§ Stated task
Show every line of the records below that contains the word "blanket", treating uppercase and lowercase as different.

Records from a data source:
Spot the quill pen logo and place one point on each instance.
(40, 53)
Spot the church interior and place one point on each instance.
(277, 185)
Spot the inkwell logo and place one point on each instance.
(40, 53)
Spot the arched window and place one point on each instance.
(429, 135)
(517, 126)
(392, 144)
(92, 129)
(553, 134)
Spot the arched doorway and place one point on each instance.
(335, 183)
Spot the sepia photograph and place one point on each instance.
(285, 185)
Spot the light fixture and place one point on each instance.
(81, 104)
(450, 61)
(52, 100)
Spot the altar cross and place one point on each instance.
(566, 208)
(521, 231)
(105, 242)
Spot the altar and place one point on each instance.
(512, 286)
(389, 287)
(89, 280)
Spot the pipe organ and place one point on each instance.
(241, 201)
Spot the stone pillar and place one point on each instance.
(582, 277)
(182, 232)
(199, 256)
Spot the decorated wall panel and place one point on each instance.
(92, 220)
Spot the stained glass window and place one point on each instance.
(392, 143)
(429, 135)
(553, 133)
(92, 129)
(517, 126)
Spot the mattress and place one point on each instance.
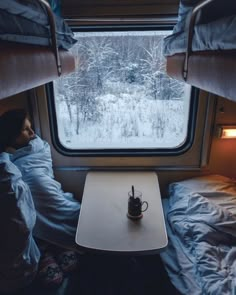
(201, 226)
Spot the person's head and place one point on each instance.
(15, 129)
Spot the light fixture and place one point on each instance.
(226, 131)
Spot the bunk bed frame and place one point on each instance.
(25, 66)
(213, 71)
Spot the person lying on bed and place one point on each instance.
(57, 211)
(19, 254)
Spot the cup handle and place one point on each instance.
(144, 202)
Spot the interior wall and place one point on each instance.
(222, 155)
(222, 158)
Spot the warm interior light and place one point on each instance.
(227, 132)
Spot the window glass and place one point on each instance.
(120, 97)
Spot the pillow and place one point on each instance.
(27, 22)
(218, 189)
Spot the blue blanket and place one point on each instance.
(57, 211)
(19, 254)
(202, 232)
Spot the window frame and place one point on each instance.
(122, 151)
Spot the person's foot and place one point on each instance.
(49, 272)
(68, 261)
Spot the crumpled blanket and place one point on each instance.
(206, 236)
(57, 211)
(19, 255)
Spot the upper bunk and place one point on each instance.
(202, 48)
(34, 46)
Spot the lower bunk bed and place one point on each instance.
(200, 218)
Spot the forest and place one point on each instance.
(120, 96)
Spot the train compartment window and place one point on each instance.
(120, 98)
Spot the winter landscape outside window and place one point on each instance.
(120, 97)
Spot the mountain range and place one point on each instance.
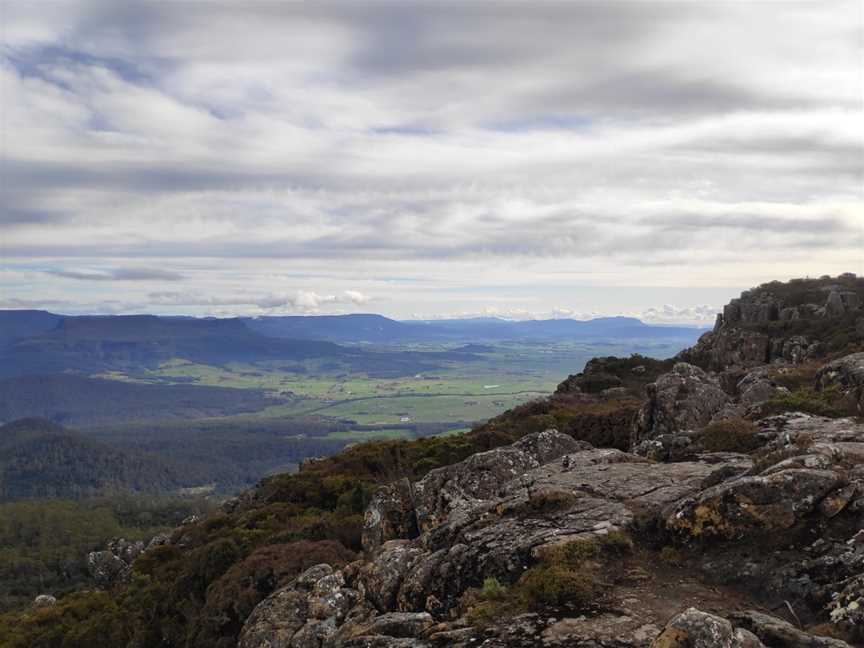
(39, 342)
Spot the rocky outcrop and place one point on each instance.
(687, 398)
(757, 387)
(693, 628)
(44, 600)
(401, 510)
(494, 514)
(113, 565)
(745, 334)
(777, 632)
(847, 375)
(751, 505)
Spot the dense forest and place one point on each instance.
(44, 544)
(69, 399)
(39, 459)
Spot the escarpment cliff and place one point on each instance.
(711, 500)
(793, 322)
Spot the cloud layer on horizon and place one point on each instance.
(431, 158)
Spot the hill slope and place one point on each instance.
(77, 400)
(39, 459)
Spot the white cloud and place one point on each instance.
(473, 146)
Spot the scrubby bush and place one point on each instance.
(827, 402)
(731, 435)
(571, 575)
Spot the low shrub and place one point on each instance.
(570, 575)
(827, 402)
(731, 435)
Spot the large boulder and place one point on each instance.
(580, 495)
(481, 476)
(403, 510)
(757, 504)
(758, 386)
(687, 398)
(693, 628)
(847, 375)
(390, 515)
(307, 612)
(777, 632)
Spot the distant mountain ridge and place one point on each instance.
(39, 342)
(68, 399)
(379, 329)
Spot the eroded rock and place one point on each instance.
(687, 398)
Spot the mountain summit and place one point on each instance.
(712, 499)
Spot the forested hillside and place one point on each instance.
(77, 400)
(44, 544)
(39, 459)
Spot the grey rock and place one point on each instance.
(693, 628)
(748, 505)
(776, 632)
(757, 387)
(481, 476)
(834, 306)
(847, 375)
(44, 600)
(106, 568)
(685, 399)
(390, 515)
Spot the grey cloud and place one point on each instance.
(119, 274)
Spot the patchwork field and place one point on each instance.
(488, 380)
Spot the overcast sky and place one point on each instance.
(426, 159)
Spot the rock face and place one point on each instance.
(44, 600)
(847, 375)
(113, 565)
(757, 387)
(745, 334)
(542, 491)
(696, 629)
(687, 398)
(750, 505)
(401, 510)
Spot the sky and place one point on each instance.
(426, 159)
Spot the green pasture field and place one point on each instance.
(501, 377)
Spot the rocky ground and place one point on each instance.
(733, 520)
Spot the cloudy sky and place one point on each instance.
(426, 158)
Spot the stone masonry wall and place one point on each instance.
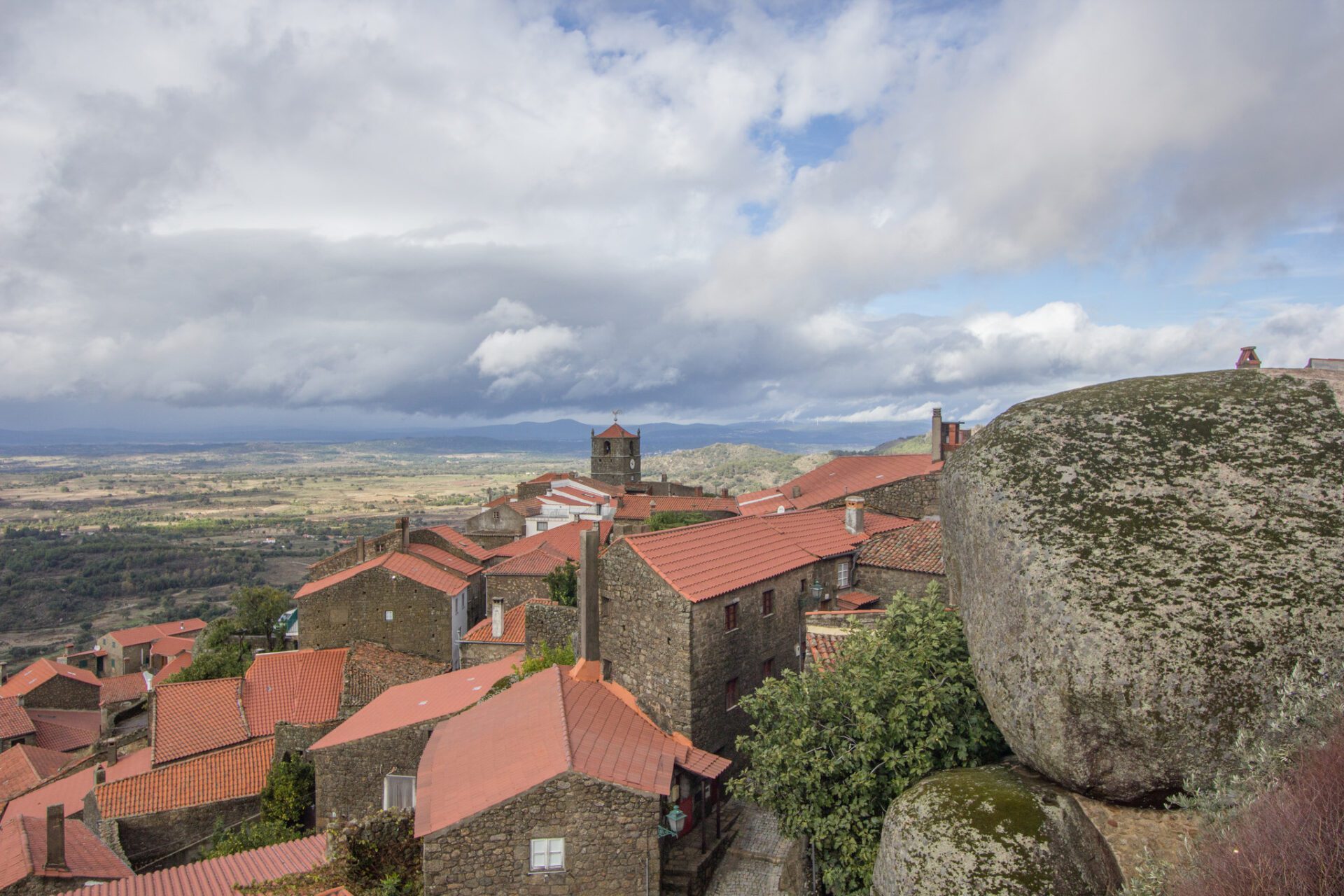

§ Exercise response
Spot the blue blanket and place one point on each instance.
Spot the crumpled blanket and place one point on each instance.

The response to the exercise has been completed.